-- Data extract --
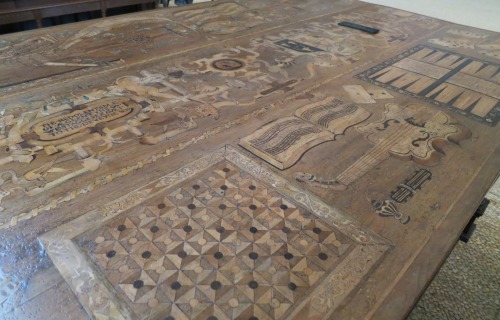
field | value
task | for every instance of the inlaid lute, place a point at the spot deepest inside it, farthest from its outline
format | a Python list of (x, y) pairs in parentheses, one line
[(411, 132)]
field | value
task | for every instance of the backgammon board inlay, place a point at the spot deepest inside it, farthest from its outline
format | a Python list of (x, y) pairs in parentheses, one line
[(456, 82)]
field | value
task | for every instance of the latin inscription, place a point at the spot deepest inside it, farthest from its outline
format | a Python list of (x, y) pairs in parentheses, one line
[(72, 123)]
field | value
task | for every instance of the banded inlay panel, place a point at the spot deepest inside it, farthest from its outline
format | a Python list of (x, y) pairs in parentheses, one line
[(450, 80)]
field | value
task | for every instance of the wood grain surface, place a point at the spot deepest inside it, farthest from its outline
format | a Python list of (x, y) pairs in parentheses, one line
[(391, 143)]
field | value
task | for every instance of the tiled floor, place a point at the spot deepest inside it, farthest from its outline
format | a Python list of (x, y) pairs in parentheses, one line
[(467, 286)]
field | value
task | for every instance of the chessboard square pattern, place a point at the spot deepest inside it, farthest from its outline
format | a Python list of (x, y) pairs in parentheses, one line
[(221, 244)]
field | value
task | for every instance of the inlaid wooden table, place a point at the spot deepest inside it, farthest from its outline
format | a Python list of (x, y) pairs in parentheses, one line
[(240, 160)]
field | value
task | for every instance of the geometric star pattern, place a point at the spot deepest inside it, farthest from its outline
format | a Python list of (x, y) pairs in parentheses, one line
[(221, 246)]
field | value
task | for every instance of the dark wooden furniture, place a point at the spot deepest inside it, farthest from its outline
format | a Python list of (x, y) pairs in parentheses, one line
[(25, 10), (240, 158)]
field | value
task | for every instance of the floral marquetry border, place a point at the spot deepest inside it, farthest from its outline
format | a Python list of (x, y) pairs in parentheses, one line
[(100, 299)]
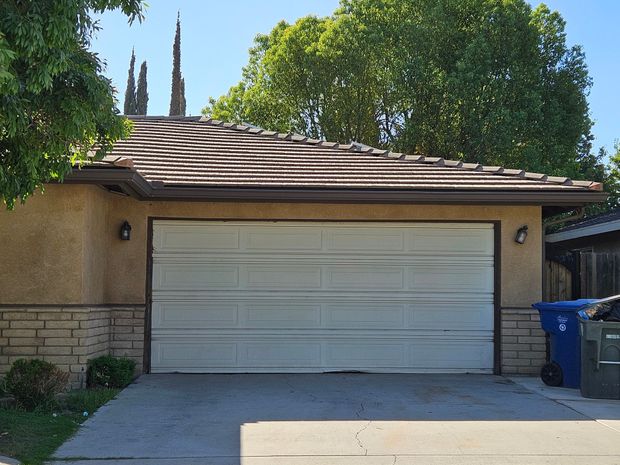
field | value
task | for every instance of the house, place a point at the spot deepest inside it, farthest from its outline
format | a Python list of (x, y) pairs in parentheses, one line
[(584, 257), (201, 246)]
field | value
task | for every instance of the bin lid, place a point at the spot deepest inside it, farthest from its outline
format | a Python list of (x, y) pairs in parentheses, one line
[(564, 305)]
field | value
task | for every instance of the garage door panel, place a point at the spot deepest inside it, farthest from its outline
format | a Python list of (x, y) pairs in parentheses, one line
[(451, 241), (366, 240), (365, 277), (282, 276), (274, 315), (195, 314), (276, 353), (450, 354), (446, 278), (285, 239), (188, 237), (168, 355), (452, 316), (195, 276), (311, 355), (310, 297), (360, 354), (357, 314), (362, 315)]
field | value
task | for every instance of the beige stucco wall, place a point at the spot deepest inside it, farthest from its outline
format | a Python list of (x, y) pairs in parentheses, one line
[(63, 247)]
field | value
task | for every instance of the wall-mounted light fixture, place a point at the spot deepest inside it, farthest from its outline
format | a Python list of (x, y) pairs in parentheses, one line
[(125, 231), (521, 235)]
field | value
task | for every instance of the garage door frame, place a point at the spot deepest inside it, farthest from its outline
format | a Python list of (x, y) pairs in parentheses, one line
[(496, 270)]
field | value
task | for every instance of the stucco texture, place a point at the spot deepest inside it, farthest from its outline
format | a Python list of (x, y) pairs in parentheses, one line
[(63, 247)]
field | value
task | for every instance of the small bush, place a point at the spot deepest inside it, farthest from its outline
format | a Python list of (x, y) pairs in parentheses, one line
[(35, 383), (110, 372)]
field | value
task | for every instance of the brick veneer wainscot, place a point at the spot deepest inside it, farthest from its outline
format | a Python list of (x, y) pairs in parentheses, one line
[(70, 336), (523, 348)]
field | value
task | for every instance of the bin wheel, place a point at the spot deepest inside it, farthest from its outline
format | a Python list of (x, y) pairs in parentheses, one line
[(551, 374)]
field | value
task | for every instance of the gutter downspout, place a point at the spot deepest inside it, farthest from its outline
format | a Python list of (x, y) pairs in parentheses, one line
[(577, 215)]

-- Task to complete --
Make an exact copy of the records shown above, without the pictures.

-- Complete output --
field | value
task | for every instance of the inlaid lute, place a point at the spot deepest inside it, farthest from its outline
format | a Python list of (x, y) pairs in parentheses, one line
[(411, 132)]
field | value
task | for every instance of the backgammon board inlay, place a point at the spot deepest inside it, farthest from its outline
format | a Python list of (x, y) pairs in parentheses, one line
[(456, 82)]
field | value
task | for every instance of the latin inscription, place a point at the spot deepest inside it, farthest from its outline
format | a Python list of (x, y) pairs in parentheses, one line
[(72, 123)]
field | value
task | for every instance of the banded inlay panel, place a point at the spot deepest inside it, farthest from its outline
format | a Python list of (x, y) pairs in parentheses, one line
[(450, 80)]
field | value
task | for every instance of the wood grain surface, place a point at the spot deepest inside it, farthest from its outline
format | a Python list of (x, y) pairs in parentheses, one line
[(391, 143)]
field | value
task | for every instance of the tiled floor, place a point at the spot deepest inside it, farthest from its outline
format | a Python list of (x, y) pairs in parentheses, one line
[(467, 286)]
field | value
task | for every instance of the chessboard square pattern, place a point at the spot deepest inside it, farthest from its outline
format | a Python list of (x, y) pairs in parentheses, one line
[(221, 244)]
field | value
task | for every instance of the inlaid wooden table, place a point at the spot deepest inside it, farthest from its outline
format | a Python list of (x, y) pairs in parentheses, one line
[(240, 160)]
field | value
task | for every instance of the geometric star pattern, place a point at the spot deepest inside it, farthest from its outline
format | a Python list of (x, y) pairs in parentheses, one line
[(221, 246)]
field | value
task | for every instance of the dark wooden furniture, place a point at the spot deepest inside it, farthest from its outline
format | a Python list of (x, y) pairs in parentheses, one line
[(25, 10), (240, 158)]
field | value
task | for every instance of the floral marquetry border, place a point at the spot deepest inside it, farthest from its outline
format | a Python list of (x, y) pairs in parentheses, one line
[(100, 299)]
field | value
task | for every instance of the house, place a point at the spot deepest inside it, farthest from its outline
format | a Python list of (x, y) pairs in parentheses, one line
[(584, 257), (201, 246)]
field | value
task | for every instance of the bin lid, place a point at the spot deepest inside it, farthest from its outline
format | a Python list of (x, y) pairs in parentheses, one line
[(564, 305)]
field | value
task | for every instance of the garage door panel, place a point at the spot deepest inside it, farthest from its outline
format | a Python list of (x, y) pairs in parentheses, one line
[(451, 241), (366, 240), (365, 277), (282, 276), (274, 315), (195, 314), (276, 353), (450, 354), (446, 278), (285, 239), (188, 237), (168, 355), (452, 316), (195, 276), (311, 355), (310, 297), (360, 354), (357, 314), (362, 315)]
field | value
task | for every instance of the beige stucco wall, place a point at the spot deepest inside it, farthest from its outline
format | a Python list of (x, y) pairs in parentheses, one line
[(63, 247)]
field | value
task | for every instance of the wall-mounted light fixture, place a point at the spot deepest inside it, farthest from its outline
format | a Python list of (x, y) pairs in parentheses, one line
[(125, 231), (521, 235)]
field | value
task | for every instance of the garage door frame, place a point at the spot deepest inside it, farthest from its outline
format | a Python list of (x, y) pairs in parentheses, one line
[(496, 270)]
field | value
task | for every instance of the stucco texture, place a point at the spot deepest inside it, farthest from its outline
format | a Python list of (x, y) pairs in parentheses, one line
[(63, 247)]
field | value
task | for every instance of the small bush, place a point at the spot deepest inside it, farthest from its outline
format | a Python list of (x, y) pairs in parentheses, one line
[(35, 383), (110, 372)]
field | value
task | for every instance of the brick veneer wainscot, place a point at the spot deepest inside it, farthest from its outline
format | a Python list of (x, y) pairs in parentheses, one line
[(70, 336), (523, 348)]
field | value
task | for every instance of the bin wheel, place a point at the spot deepest inside it, farthest from its outline
format | a Python list of (x, y) pairs in parentheses, one line
[(551, 374)]
field | value
task | for every instance of the gutter downspout, place a point at the spot deepest inside it, farthest from its outline
format | a Python list of (x, y) pairs in parentheses, one line
[(577, 215)]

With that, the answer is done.